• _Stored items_
* Start *
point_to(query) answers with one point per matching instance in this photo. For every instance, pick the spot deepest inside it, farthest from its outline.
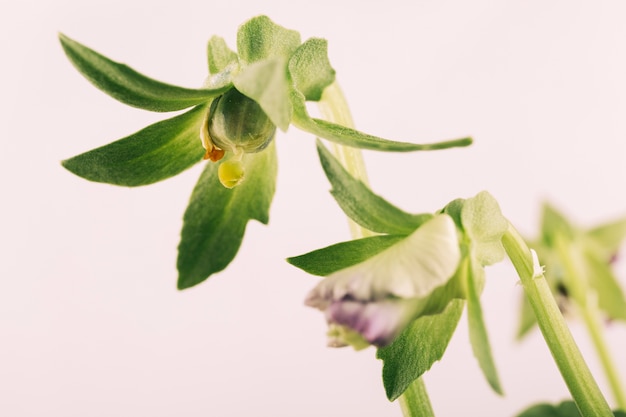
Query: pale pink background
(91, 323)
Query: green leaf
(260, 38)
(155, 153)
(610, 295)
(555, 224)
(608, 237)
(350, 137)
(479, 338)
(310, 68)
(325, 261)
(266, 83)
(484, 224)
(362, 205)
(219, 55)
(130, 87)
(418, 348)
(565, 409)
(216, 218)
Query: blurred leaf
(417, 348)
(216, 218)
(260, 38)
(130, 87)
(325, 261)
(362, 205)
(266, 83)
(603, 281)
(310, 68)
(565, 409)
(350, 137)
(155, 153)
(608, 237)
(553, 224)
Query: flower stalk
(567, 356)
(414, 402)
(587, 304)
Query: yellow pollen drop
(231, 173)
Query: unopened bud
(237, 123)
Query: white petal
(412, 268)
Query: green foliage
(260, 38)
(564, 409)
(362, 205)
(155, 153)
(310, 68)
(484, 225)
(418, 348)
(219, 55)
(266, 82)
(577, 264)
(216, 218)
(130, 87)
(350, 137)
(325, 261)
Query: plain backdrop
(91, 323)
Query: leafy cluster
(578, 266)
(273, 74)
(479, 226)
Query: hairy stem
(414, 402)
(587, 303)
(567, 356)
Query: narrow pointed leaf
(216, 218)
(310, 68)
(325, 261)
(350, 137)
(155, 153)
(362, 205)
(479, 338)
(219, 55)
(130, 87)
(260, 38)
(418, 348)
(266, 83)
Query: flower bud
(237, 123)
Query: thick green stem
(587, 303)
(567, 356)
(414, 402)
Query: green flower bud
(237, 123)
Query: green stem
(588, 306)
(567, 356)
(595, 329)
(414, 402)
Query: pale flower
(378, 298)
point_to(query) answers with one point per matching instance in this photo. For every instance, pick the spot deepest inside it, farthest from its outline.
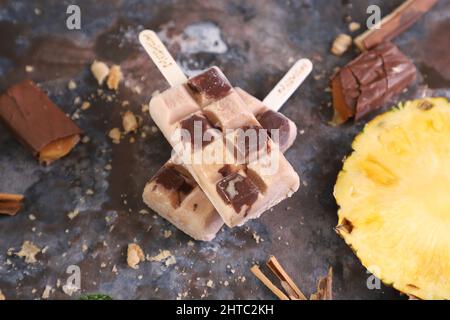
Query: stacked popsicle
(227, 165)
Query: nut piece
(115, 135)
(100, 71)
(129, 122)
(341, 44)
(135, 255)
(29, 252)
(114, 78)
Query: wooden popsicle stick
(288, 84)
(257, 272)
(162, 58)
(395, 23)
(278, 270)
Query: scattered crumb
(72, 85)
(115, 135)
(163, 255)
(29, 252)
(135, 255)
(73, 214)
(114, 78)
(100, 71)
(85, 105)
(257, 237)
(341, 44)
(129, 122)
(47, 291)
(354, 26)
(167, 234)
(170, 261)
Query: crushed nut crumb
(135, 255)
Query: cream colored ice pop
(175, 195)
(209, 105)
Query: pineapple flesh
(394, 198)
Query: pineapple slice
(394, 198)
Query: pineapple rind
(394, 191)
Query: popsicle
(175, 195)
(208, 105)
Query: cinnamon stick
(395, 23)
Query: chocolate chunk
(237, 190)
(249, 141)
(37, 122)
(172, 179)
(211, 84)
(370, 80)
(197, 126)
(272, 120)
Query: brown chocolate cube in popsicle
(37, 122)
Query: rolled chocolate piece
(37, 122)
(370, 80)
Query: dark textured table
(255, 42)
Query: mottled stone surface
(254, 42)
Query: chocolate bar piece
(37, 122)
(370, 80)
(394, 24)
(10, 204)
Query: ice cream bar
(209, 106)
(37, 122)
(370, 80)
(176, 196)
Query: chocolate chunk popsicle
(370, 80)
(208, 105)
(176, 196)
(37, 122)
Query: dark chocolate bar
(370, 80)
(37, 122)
* End *
• _Aim of the task_
Reproduce all of the rows above verbatim, leaving out the pictures.

• _Expected answer_
point_to(query) answers with one point per matching instance in this photo. For every instance, pick the spot deepest inside it, farthest from its outline.
Query: pale pink background
(91, 323)
Query: green leaf
(260, 38)
(155, 153)
(610, 295)
(555, 224)
(608, 237)
(350, 137)
(479, 338)
(310, 68)
(325, 261)
(266, 83)
(484, 224)
(362, 205)
(219, 55)
(130, 87)
(418, 348)
(565, 409)
(216, 218)
Query: blurred leaf
(417, 348)
(216, 218)
(260, 38)
(130, 87)
(325, 261)
(362, 205)
(266, 83)
(603, 281)
(310, 68)
(565, 409)
(350, 137)
(155, 153)
(608, 237)
(553, 224)
Query: flower stalk
(567, 356)
(414, 402)
(587, 304)
Query: yellow pollen drop
(231, 173)
Query: unopened bud
(237, 123)
Query: white petal
(412, 268)
Query: green foliage
(260, 38)
(564, 409)
(362, 205)
(155, 153)
(310, 68)
(484, 225)
(418, 348)
(219, 55)
(266, 82)
(577, 264)
(216, 218)
(130, 87)
(350, 137)
(325, 261)
Query: plain backdrop
(91, 323)
Query: leafy cluster
(578, 266)
(273, 74)
(479, 226)
Query: hairy stem
(414, 402)
(587, 303)
(567, 356)
Query: narrow pointed leaf
(216, 218)
(310, 68)
(325, 261)
(350, 137)
(155, 153)
(362, 205)
(479, 338)
(219, 55)
(130, 87)
(260, 38)
(418, 348)
(266, 83)
Query: flower bud
(237, 123)
Query: thick green stem
(587, 303)
(567, 356)
(414, 402)
Query: green flower bud
(237, 123)
Query: green stem
(588, 306)
(567, 356)
(595, 329)
(414, 402)
Query: pale flower
(378, 298)
point_to(query) answers with one point per matching instance in this photo. For every instance, pick the spot deepest inside it, farthest from its outline.
Query: stacked popsicle
(227, 165)
Query: nut piece
(115, 135)
(100, 71)
(129, 122)
(341, 44)
(135, 255)
(29, 252)
(114, 78)
Query: wooden popsicle stick
(288, 84)
(257, 272)
(162, 58)
(395, 23)
(278, 270)
Query: scattered crumb
(72, 85)
(115, 135)
(163, 255)
(29, 252)
(135, 255)
(73, 214)
(114, 78)
(100, 71)
(85, 105)
(257, 237)
(341, 44)
(129, 122)
(47, 291)
(354, 26)
(167, 234)
(170, 261)
Query: crushed nut crumb
(135, 255)
Query: cream colored ice pop
(175, 195)
(209, 105)
Query: pineapple flesh
(394, 198)
Query: pineapple slice
(394, 198)
Query: pineapple rind
(394, 191)
Query: popsicle
(175, 195)
(208, 105)
Query: cinnamon stick
(395, 23)
Query: chocolate chunk
(237, 190)
(249, 141)
(37, 122)
(172, 179)
(211, 84)
(370, 80)
(197, 126)
(272, 120)
Query: brown chocolate cube in popsicle
(37, 122)
Query: rolled chocolate piece
(37, 122)
(370, 80)
Query: dark textured table
(255, 42)
Query: mottled stone surface
(254, 42)
Query: chocolate bar piece
(37, 122)
(370, 80)
(394, 24)
(10, 204)
Query: ice cream bar
(209, 106)
(37, 122)
(370, 80)
(176, 196)
Query: chocolate chunk popsicle
(370, 80)
(208, 105)
(176, 196)
(37, 122)
Query: dark chocolate bar
(370, 80)
(37, 122)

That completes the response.